### Items
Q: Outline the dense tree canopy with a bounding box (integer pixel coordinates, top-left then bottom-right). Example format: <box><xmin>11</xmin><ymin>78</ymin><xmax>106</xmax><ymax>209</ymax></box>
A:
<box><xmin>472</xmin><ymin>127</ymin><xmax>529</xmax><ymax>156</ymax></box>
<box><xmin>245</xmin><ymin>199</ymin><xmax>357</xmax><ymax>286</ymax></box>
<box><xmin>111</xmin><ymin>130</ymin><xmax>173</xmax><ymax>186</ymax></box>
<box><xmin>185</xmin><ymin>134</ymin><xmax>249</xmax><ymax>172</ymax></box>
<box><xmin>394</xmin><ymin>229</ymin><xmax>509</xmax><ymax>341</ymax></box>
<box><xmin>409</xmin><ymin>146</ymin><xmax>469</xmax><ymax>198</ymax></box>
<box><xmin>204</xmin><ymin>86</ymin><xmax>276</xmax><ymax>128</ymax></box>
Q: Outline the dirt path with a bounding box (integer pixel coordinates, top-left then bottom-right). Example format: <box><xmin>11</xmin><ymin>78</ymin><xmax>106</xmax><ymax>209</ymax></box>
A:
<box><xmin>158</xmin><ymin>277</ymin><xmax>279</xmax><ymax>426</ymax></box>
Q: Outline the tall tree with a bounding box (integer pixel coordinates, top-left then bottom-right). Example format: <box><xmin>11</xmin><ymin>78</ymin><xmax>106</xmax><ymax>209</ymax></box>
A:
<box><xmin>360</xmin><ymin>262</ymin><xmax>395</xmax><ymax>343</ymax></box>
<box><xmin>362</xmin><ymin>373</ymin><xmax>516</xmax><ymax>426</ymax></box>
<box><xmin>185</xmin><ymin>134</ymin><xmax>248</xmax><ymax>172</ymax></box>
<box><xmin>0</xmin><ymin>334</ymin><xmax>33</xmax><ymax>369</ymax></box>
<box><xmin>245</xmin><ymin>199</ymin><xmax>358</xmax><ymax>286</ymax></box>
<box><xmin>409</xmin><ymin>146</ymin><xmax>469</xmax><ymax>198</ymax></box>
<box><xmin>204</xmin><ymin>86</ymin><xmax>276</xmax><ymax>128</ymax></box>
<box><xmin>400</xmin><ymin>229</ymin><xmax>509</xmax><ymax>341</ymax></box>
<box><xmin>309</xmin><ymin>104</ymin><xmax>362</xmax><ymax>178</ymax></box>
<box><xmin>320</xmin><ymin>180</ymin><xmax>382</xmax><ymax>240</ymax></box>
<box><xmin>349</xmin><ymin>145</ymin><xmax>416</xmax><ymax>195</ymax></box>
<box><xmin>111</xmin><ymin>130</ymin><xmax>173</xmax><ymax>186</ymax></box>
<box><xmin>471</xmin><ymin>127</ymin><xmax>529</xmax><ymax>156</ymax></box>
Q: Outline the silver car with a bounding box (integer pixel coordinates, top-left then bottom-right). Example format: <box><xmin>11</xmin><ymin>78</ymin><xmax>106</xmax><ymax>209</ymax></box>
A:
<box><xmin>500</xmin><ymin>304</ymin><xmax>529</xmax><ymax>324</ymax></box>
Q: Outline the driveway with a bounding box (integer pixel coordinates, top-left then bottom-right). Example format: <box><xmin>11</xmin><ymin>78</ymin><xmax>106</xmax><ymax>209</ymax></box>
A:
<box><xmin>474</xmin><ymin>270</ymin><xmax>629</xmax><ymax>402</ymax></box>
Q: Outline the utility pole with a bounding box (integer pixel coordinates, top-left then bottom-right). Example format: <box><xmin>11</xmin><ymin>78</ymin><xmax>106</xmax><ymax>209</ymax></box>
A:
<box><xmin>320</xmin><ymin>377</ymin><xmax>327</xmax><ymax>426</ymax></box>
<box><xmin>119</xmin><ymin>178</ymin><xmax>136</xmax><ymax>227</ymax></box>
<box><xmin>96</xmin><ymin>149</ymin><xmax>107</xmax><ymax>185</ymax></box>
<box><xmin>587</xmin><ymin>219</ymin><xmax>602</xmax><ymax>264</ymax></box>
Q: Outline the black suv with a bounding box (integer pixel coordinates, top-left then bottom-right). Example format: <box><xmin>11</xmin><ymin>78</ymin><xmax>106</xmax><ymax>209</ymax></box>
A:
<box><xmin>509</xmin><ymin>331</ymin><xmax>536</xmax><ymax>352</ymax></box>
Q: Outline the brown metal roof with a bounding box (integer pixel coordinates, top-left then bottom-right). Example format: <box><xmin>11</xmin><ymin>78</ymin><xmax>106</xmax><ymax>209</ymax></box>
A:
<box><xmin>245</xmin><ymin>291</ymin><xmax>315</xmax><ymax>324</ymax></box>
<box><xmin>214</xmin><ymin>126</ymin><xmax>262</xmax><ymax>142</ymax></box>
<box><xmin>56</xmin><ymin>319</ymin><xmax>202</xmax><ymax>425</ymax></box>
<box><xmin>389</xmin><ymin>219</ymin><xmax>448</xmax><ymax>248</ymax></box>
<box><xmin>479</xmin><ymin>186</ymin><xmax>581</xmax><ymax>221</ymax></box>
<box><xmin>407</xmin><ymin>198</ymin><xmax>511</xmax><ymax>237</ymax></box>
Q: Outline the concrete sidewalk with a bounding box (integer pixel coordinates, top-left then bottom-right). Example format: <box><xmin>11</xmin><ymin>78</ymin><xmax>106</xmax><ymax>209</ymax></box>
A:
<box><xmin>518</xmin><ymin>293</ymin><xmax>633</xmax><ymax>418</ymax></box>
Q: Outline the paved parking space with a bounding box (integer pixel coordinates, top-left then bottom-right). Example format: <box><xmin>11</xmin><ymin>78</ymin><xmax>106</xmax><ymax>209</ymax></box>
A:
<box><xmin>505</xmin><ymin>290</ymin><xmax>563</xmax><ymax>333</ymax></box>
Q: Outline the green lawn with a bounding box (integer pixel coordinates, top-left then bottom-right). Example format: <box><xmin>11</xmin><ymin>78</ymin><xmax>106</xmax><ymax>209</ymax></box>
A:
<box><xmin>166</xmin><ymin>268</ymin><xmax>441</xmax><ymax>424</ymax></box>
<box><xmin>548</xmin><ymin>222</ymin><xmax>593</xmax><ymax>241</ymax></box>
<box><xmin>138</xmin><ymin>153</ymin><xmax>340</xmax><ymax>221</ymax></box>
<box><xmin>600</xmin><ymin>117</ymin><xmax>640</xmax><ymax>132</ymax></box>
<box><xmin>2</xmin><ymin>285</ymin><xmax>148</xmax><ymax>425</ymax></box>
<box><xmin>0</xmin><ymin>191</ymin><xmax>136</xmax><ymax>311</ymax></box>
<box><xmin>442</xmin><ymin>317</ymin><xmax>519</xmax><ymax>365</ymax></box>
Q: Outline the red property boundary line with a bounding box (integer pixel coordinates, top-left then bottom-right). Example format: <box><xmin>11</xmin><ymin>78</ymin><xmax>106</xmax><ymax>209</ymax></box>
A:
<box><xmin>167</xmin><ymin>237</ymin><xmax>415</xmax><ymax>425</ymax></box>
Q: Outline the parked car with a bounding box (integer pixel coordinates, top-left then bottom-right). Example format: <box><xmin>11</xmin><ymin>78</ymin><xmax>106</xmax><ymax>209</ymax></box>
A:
######
Would you reproduce all the entries exactly?

Q: Outline the dense tree canopy with a bounding box (integer pixel coordinates, top-left then bottom-right). Example format: <box><xmin>11</xmin><ymin>78</ymin><xmax>106</xmax><ymax>209</ymax></box>
A:
<box><xmin>472</xmin><ymin>127</ymin><xmax>529</xmax><ymax>156</ymax></box>
<box><xmin>245</xmin><ymin>199</ymin><xmax>357</xmax><ymax>286</ymax></box>
<box><xmin>111</xmin><ymin>130</ymin><xmax>173</xmax><ymax>186</ymax></box>
<box><xmin>185</xmin><ymin>134</ymin><xmax>249</xmax><ymax>172</ymax></box>
<box><xmin>394</xmin><ymin>229</ymin><xmax>509</xmax><ymax>341</ymax></box>
<box><xmin>409</xmin><ymin>146</ymin><xmax>469</xmax><ymax>198</ymax></box>
<box><xmin>204</xmin><ymin>86</ymin><xmax>276</xmax><ymax>128</ymax></box>
Q: Outline the dirt path with a bounding box (integer pixel coordinates, top-left then bottom-right). Example format: <box><xmin>11</xmin><ymin>78</ymin><xmax>106</xmax><ymax>209</ymax></box>
A:
<box><xmin>158</xmin><ymin>277</ymin><xmax>279</xmax><ymax>426</ymax></box>
Q: Outline the tall tree with a bounding box (integer pixel coordinates, top-left then bottom-right). Example format: <box><xmin>11</xmin><ymin>78</ymin><xmax>106</xmax><ymax>209</ymax></box>
A:
<box><xmin>360</xmin><ymin>262</ymin><xmax>395</xmax><ymax>343</ymax></box>
<box><xmin>362</xmin><ymin>373</ymin><xmax>516</xmax><ymax>426</ymax></box>
<box><xmin>185</xmin><ymin>134</ymin><xmax>248</xmax><ymax>172</ymax></box>
<box><xmin>0</xmin><ymin>334</ymin><xmax>33</xmax><ymax>369</ymax></box>
<box><xmin>245</xmin><ymin>199</ymin><xmax>358</xmax><ymax>286</ymax></box>
<box><xmin>409</xmin><ymin>146</ymin><xmax>469</xmax><ymax>198</ymax></box>
<box><xmin>204</xmin><ymin>86</ymin><xmax>276</xmax><ymax>128</ymax></box>
<box><xmin>400</xmin><ymin>229</ymin><xmax>509</xmax><ymax>341</ymax></box>
<box><xmin>309</xmin><ymin>104</ymin><xmax>362</xmax><ymax>178</ymax></box>
<box><xmin>320</xmin><ymin>180</ymin><xmax>382</xmax><ymax>240</ymax></box>
<box><xmin>349</xmin><ymin>145</ymin><xmax>416</xmax><ymax>195</ymax></box>
<box><xmin>111</xmin><ymin>130</ymin><xmax>173</xmax><ymax>186</ymax></box>
<box><xmin>471</xmin><ymin>127</ymin><xmax>529</xmax><ymax>156</ymax></box>
Q: Outline the silver car with a bounding box (integer pixel coordinates, top-left then bottom-right). Example format: <box><xmin>11</xmin><ymin>78</ymin><xmax>106</xmax><ymax>209</ymax></box>
A:
<box><xmin>500</xmin><ymin>304</ymin><xmax>529</xmax><ymax>324</ymax></box>
Q: Outline the driveway with a bounding box (integer pixel coordinates, top-left then bottom-right). Example format: <box><xmin>11</xmin><ymin>78</ymin><xmax>106</xmax><ymax>209</ymax></box>
A:
<box><xmin>474</xmin><ymin>270</ymin><xmax>629</xmax><ymax>402</ymax></box>
Q: Outline the utility pole with a bounding box (integer pixel coordinates, top-left then bottom-right). Example format: <box><xmin>11</xmin><ymin>78</ymin><xmax>106</xmax><ymax>209</ymax></box>
A:
<box><xmin>320</xmin><ymin>377</ymin><xmax>327</xmax><ymax>426</ymax></box>
<box><xmin>119</xmin><ymin>178</ymin><xmax>136</xmax><ymax>227</ymax></box>
<box><xmin>96</xmin><ymin>149</ymin><xmax>107</xmax><ymax>185</ymax></box>
<box><xmin>587</xmin><ymin>219</ymin><xmax>602</xmax><ymax>264</ymax></box>
Q: Outline the black suv with a bounding box (integer pixel coordinates, top-left then bottom-right). Example format: <box><xmin>11</xmin><ymin>78</ymin><xmax>106</xmax><ymax>209</ymax></box>
A:
<box><xmin>509</xmin><ymin>331</ymin><xmax>536</xmax><ymax>352</ymax></box>
Q: Outline the brown metal roof with a bounding box (integer pixel coordinates, top-left then bottom-right). Example format: <box><xmin>11</xmin><ymin>78</ymin><xmax>106</xmax><ymax>209</ymax></box>
A:
<box><xmin>245</xmin><ymin>291</ymin><xmax>315</xmax><ymax>324</ymax></box>
<box><xmin>214</xmin><ymin>126</ymin><xmax>262</xmax><ymax>142</ymax></box>
<box><xmin>56</xmin><ymin>319</ymin><xmax>202</xmax><ymax>425</ymax></box>
<box><xmin>389</xmin><ymin>219</ymin><xmax>448</xmax><ymax>248</ymax></box>
<box><xmin>479</xmin><ymin>186</ymin><xmax>581</xmax><ymax>221</ymax></box>
<box><xmin>407</xmin><ymin>198</ymin><xmax>511</xmax><ymax>237</ymax></box>
Q: Outline the concrete sidewalk with a bounding box (integer pixel coordinates, top-left then bottom-right). Example format: <box><xmin>11</xmin><ymin>78</ymin><xmax>106</xmax><ymax>209</ymax></box>
A:
<box><xmin>518</xmin><ymin>293</ymin><xmax>633</xmax><ymax>418</ymax></box>
Q: Outline the paved parking space with a bounding box (integer pixel coordinates, top-left then bottom-right). Example format: <box><xmin>11</xmin><ymin>78</ymin><xmax>106</xmax><ymax>209</ymax></box>
A:
<box><xmin>505</xmin><ymin>290</ymin><xmax>563</xmax><ymax>333</ymax></box>
Q: Outline the green lawn with a bounding box (integer pixel coordinates, top-left then bottom-right). Example format: <box><xmin>11</xmin><ymin>78</ymin><xmax>106</xmax><ymax>209</ymax></box>
A:
<box><xmin>166</xmin><ymin>268</ymin><xmax>441</xmax><ymax>424</ymax></box>
<box><xmin>548</xmin><ymin>222</ymin><xmax>593</xmax><ymax>241</ymax></box>
<box><xmin>138</xmin><ymin>153</ymin><xmax>340</xmax><ymax>221</ymax></box>
<box><xmin>600</xmin><ymin>117</ymin><xmax>640</xmax><ymax>132</ymax></box>
<box><xmin>2</xmin><ymin>285</ymin><xmax>148</xmax><ymax>425</ymax></box>
<box><xmin>0</xmin><ymin>191</ymin><xmax>136</xmax><ymax>311</ymax></box>
<box><xmin>442</xmin><ymin>317</ymin><xmax>519</xmax><ymax>365</ymax></box>
Q: Outline the red property boundary line with a bounding box (integer pixel coordinates, top-left then bottom-right). Example format: <box><xmin>11</xmin><ymin>78</ymin><xmax>106</xmax><ymax>209</ymax></box>
A:
<box><xmin>167</xmin><ymin>237</ymin><xmax>415</xmax><ymax>425</ymax></box>
Q: Outline the parked car with a bounding box (integer pixel coordinates, top-left then bottom-right). Example format: <box><xmin>11</xmin><ymin>78</ymin><xmax>106</xmax><ymax>209</ymax></box>
A:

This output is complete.